> **Problem 1**:
In the post, what does the writer say a compressed stream will not be?
> **Problem 2**:
Transcribe the stretch of the post from "Yes, the cost" through "length you know.".
> **Problem 3**:
For each statement, decide whether the post agrees, and quote the words that settle it.
(a) The alternative format costs more bits than the format in use today.
(b) A storage format can differ greatly from the manipulation format.
(c) A compressed stream will include mechanisms such as checksums.

> **Passage**:
************

RE: Least used parts of BMP.

From: John Dlugosz (JDlugosz@tradestation.com)
Date: Fri Jun 04 2010 - 12:03:06 CDT

  • Next message: Michael Everson: "Re: Emoji (was: Re: Preparing a proposal for encoding a portable interpretable object code into Unicode)"

    > -----Original Message-----
    > From: unicode-bounce@unicode.org [mailto:unicode-bounce@unicode.org] On
    > Behalf Of Doug Ewell
    >
    > That said, if Kannan were to go with the alternative format suggested
    > on
    > this list:
    >
    > 0xxxxxxx
    > 1xxxxxxx 0yyyyyyy
    > 1xxxxxxx 1yyyyyyy 0zzzzzzz
    >
    > then he would at least have this one feature of UTF-8, at no additional
    > cost in bits compared to the format he is using today.

    Yes, the cost in bits is the same. Fast gulping of stream input is one difference, but having the encoded form contain, literally, the unencoded form makes it particularly simple. Just read the bytes into a variable and mask off the high bits. With the distributed bit, it has to be masked and shifted and OR'ed in 7 bits at a time. For the general form using very large words (e.g. cryptographic keys), the encoded form is just a prefix followed by the _same_ bytes that you want stored in the memory block, whose length you know.

    >
    > Of course, he will not have other UTF-8-like features, such as
    > avoidance
    > of ASCII values in the final trail byte, and "fast forward parsing" by
    > looking at the first byte. He may not care. One thing I've noted
    > about
    > descriptions of UTF-8, in the context of alternative formats for
    > private
    > protocols, is that they always assume these features are important to
    > everyone, when they may not be.

    For sure. A compressed stream will not be random-access and will include other mechanisms such as checksums. A storage format can be very different from the manipulation format.

************

> **Data excerpt**:

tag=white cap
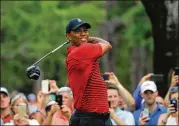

************

> **Expected output 1**:
Random-access.

> **Expected output 2**:
Yes, the cost in bits is the same. Fast gulping of stream input is one difference, but having the encoded form contain, literally, the unencoded form makes it particularly simple. Just read the bytes into a variable and mask off the high bits. With the distributed bit, it has to be masked and shifted and OR'ed in 7 bits at a time. For the general form using very large words (e.g. cryptographic keys), the encoded form is just a prefix followed by the _same_ bytes that you want stored in the memory block, whose length you know.

> **Expected output 3**:
(a) No: "Yes, the cost in bits is the same."
(b) Yes: "A storage format can be very different from the manipulation format."
(c) Yes: "will include other mechanisms such as checksums"